## begin Data provided
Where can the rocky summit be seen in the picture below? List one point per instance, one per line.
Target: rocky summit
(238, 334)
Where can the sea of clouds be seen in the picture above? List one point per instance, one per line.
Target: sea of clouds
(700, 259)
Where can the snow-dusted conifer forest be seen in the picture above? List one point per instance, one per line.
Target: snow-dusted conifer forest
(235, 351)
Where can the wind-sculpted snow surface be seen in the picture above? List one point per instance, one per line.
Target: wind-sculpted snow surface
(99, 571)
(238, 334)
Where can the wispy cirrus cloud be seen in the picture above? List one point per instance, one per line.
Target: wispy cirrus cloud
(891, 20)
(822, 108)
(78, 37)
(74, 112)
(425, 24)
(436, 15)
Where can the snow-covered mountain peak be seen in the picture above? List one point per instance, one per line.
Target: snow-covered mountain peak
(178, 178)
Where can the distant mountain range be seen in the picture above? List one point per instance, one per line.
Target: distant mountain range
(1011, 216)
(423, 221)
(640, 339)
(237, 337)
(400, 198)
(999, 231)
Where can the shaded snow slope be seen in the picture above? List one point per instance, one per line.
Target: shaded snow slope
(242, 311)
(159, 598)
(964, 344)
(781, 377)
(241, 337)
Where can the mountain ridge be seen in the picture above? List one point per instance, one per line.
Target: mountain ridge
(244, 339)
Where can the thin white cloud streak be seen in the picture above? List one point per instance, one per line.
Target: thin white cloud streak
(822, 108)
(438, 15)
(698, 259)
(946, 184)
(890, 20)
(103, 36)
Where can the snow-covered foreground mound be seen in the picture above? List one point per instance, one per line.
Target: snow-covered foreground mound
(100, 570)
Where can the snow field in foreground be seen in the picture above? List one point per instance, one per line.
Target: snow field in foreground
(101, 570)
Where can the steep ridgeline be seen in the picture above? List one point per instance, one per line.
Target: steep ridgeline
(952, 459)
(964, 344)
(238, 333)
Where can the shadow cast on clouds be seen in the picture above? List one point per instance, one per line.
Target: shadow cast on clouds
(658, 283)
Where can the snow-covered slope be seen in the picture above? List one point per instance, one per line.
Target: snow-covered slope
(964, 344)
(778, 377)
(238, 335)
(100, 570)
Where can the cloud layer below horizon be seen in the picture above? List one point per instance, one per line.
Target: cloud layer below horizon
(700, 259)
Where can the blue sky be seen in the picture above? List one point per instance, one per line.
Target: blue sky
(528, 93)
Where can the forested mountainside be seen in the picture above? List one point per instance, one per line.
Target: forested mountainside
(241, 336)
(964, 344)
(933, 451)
## end Data provided
• _Requirement_:
Can you format all the items above as a JSON list of strings, with each line as its own string and blank lines omitted?

• _Full response_:
[
  "Where can the rocky summit be seen in the picture below? List one point per instance, one per line.",
  "Target: rocky summit",
  "(238, 334)",
  "Where can the sea of clouds be seen in the picture above? List one point per instance, one per line.",
  "Target: sea of clouds",
  "(700, 259)",
  "Where can the snow-dusted conifer forest be seen in the picture above? List one point per instance, one per line.",
  "Target: snow-dusted conifer forest",
  "(235, 351)",
  "Where can the wind-sculpted snow surface be seen in the picture above? List one point per instance, one per line.",
  "Target: wind-sculpted snow surface",
  "(99, 571)",
  "(238, 334)",
  "Where can the wispy cirrus cloud be seen in the picture above? List one point per instance, one per line.",
  "Target: wispy cirrus cloud",
  "(891, 20)",
  "(822, 108)",
  "(78, 37)",
  "(74, 112)",
  "(425, 24)",
  "(436, 15)",
  "Where can the snow-covered mountain peak be seen in the picture above? List one point per instance, one per line.",
  "Target: snow-covered mountain peak",
  "(178, 178)",
  "Where can the distant mountain range be seen in the picture above? List one point per instance, one per line.",
  "Target: distant mountain range",
  "(1011, 216)",
  "(423, 221)",
  "(640, 339)",
  "(237, 337)",
  "(400, 198)",
  "(999, 231)",
  "Where can the shaded snow slope be seen in the picture above? List one point per instance, one per line.",
  "Target: shaded snow slope",
  "(242, 311)",
  "(159, 598)",
  "(964, 344)",
  "(781, 377)",
  "(241, 337)",
  "Where can the mountain ridge be seen in the picture above? List one point per instance, one per line.",
  "Target: mountain ridge",
  "(244, 339)",
  "Where can the thin white cloud streak be seen in the picture above? List one point per instance, one per line.",
  "Target: thin white cloud streak",
  "(822, 108)",
  "(438, 15)",
  "(698, 259)",
  "(946, 184)",
  "(890, 20)",
  "(103, 36)",
  "Where can the snow-covered foreground mound be seen in the picture above? List one point per instance, one per line.",
  "Target: snow-covered foreground mound",
  "(100, 570)",
  "Where can the snow field in foreground be seen in the picture above? List one point per instance, one per line.",
  "Target: snow field in foreground",
  "(101, 570)",
  "Where can the steep ridgeline be seen in the picture above? List one point per instance, one per line.",
  "Target: steep ridgeline",
  "(952, 459)",
  "(964, 344)",
  "(238, 333)",
  "Where can the shadow cast on clouds be seen in the picture above? List one point per instance, one per line.",
  "Target: shadow cast on clouds",
  "(658, 283)",
  "Where can the snow-covered slope be seen in the picture above? List one point per instance, one per line.",
  "Target: snow-covered slope",
  "(964, 344)",
  "(778, 377)",
  "(238, 335)",
  "(100, 570)",
  "Where can the cloud layer below horizon be seen in the picture above? List one point per instance, one per line.",
  "Target: cloud layer below horizon",
  "(700, 259)",
  "Where can the blue sky be seen in the picture above? List one point per instance, one per line.",
  "Target: blue sky",
  "(528, 93)",
  "Where can the forested mountainside be seen in the picture above? List one point per instance, one per line.",
  "Target: forested mountainside",
  "(241, 336)",
  "(964, 344)",
  "(933, 451)"
]